_Requirements_. Return the lines below exactly as they appear, from the line with "target: double door" up to and including the line with "task: segment each instance of the double".

○ ○ ○ ○ ○ ○ ○

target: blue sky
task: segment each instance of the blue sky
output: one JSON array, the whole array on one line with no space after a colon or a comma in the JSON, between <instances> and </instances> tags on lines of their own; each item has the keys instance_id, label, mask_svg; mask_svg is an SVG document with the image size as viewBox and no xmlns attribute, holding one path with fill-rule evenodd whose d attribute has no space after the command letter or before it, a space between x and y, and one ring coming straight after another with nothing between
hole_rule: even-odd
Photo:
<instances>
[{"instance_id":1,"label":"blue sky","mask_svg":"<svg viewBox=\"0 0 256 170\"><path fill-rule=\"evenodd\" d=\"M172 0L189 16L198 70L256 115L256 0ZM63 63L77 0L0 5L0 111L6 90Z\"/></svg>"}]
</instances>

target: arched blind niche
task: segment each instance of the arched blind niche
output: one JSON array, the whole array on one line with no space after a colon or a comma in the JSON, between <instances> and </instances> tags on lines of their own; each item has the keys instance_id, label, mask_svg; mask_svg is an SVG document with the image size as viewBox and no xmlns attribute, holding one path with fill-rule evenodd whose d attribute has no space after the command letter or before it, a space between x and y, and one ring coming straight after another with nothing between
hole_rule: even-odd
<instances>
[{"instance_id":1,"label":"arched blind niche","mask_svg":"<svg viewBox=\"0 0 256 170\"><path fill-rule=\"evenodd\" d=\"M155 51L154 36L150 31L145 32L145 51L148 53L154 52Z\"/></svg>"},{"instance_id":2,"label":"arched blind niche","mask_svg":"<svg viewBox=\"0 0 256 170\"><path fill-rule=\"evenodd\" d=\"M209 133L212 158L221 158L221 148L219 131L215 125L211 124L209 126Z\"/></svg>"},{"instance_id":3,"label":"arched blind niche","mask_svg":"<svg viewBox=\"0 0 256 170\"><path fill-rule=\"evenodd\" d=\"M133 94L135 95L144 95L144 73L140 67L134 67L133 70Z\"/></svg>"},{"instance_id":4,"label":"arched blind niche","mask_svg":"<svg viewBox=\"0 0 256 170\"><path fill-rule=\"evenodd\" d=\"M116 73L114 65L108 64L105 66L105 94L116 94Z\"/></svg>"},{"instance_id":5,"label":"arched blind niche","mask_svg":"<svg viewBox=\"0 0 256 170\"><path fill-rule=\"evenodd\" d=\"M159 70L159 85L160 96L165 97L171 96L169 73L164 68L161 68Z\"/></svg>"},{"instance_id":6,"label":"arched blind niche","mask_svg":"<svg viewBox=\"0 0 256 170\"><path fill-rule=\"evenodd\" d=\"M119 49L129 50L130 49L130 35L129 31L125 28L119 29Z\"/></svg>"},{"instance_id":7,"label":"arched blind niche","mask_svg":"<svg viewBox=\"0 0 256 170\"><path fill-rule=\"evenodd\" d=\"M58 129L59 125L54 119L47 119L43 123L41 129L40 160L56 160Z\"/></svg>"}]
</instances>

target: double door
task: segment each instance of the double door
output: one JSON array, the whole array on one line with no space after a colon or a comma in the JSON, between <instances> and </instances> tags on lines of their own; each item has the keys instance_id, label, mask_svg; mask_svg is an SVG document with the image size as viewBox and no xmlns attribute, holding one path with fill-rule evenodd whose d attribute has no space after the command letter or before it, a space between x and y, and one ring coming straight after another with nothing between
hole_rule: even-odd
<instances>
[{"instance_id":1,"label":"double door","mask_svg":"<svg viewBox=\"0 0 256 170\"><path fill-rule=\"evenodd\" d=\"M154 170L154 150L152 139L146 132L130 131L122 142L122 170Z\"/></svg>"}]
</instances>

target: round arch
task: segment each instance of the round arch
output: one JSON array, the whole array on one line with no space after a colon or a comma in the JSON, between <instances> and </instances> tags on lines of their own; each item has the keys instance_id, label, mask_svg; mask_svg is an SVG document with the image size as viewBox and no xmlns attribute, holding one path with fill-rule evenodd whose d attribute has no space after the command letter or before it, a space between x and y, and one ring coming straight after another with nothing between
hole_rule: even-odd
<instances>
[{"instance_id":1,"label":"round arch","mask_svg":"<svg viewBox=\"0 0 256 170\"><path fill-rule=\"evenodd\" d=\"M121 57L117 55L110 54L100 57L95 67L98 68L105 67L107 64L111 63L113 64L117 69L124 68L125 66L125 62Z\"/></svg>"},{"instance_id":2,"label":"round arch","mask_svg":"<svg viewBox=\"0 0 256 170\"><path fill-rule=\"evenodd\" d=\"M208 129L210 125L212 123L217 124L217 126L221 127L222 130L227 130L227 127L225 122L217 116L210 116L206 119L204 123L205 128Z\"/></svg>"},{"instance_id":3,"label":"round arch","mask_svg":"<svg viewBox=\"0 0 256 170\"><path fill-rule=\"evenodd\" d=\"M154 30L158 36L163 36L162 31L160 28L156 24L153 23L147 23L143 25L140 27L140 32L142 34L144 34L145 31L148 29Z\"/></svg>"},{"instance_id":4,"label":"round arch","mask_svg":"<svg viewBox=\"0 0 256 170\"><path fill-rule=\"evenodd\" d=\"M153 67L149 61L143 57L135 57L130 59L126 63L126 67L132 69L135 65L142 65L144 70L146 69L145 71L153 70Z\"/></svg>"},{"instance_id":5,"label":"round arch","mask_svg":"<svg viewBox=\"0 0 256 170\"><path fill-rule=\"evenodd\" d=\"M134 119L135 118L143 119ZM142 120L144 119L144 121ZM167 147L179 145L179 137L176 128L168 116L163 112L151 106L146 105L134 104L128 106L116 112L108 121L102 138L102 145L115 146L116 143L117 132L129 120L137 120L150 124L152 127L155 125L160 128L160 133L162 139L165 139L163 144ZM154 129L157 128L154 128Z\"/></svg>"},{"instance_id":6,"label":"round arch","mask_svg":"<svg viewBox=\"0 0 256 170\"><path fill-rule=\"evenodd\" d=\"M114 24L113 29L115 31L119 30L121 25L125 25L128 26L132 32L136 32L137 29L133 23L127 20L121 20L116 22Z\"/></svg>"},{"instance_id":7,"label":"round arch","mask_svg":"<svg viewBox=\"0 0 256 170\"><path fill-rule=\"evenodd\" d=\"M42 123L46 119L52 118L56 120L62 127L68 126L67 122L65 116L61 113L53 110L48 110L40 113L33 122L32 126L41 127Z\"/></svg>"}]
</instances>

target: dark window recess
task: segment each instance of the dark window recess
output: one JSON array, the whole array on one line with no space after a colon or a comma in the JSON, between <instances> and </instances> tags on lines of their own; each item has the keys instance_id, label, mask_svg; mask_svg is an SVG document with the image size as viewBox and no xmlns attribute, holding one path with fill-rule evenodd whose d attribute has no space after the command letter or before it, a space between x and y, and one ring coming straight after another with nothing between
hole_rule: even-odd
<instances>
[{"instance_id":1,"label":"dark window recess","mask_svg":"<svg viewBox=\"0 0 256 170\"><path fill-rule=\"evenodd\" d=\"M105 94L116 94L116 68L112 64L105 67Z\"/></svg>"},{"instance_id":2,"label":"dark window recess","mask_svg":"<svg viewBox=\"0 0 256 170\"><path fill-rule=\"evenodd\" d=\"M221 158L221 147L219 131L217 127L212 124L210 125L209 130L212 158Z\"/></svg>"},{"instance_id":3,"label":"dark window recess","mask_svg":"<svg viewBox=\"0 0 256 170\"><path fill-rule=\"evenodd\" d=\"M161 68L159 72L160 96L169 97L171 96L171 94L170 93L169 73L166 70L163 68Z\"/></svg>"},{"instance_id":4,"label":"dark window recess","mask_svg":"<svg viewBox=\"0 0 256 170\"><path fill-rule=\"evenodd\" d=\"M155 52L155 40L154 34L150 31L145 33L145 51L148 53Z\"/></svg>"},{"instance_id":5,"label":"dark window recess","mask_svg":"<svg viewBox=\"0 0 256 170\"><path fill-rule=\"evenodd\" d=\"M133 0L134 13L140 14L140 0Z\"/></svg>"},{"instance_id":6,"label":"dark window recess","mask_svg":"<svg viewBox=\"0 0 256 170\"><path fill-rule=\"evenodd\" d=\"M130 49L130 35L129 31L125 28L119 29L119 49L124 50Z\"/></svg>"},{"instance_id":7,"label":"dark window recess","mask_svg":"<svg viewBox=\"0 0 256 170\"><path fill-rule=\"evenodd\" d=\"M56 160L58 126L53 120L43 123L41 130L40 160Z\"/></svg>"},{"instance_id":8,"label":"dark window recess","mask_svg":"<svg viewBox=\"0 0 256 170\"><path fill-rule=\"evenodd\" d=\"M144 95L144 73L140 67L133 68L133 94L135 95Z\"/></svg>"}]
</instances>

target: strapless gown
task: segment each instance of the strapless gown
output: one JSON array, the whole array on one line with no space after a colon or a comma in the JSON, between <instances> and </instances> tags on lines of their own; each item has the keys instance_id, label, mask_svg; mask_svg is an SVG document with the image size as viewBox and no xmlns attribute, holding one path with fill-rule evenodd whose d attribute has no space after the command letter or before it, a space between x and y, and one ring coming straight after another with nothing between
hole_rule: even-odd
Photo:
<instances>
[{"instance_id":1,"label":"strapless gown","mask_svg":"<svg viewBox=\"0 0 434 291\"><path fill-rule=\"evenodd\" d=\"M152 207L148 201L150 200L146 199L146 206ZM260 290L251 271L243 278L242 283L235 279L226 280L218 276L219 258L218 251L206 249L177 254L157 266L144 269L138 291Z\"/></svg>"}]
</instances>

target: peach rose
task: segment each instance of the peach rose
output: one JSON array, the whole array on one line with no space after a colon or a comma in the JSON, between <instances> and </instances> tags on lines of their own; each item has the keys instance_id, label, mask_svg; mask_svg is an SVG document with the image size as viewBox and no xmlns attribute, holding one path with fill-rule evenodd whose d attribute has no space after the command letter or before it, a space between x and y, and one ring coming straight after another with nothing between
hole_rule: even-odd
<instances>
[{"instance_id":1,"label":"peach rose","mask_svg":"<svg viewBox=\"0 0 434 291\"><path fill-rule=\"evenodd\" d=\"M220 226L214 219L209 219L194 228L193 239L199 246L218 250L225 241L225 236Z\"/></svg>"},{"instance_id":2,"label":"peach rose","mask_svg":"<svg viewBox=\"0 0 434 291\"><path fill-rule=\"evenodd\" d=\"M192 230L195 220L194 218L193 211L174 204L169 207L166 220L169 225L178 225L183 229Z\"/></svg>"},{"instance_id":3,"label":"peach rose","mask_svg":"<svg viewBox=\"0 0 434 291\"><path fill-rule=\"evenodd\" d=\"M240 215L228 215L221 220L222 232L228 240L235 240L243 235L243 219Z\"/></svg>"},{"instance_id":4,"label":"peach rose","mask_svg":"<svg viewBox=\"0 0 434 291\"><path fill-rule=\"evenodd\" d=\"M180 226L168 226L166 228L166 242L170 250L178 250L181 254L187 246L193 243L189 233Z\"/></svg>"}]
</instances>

○ ○ ○ ○ ○ ○ ○

_Answer to the task_.
target: double door
task: segment each instance of the double door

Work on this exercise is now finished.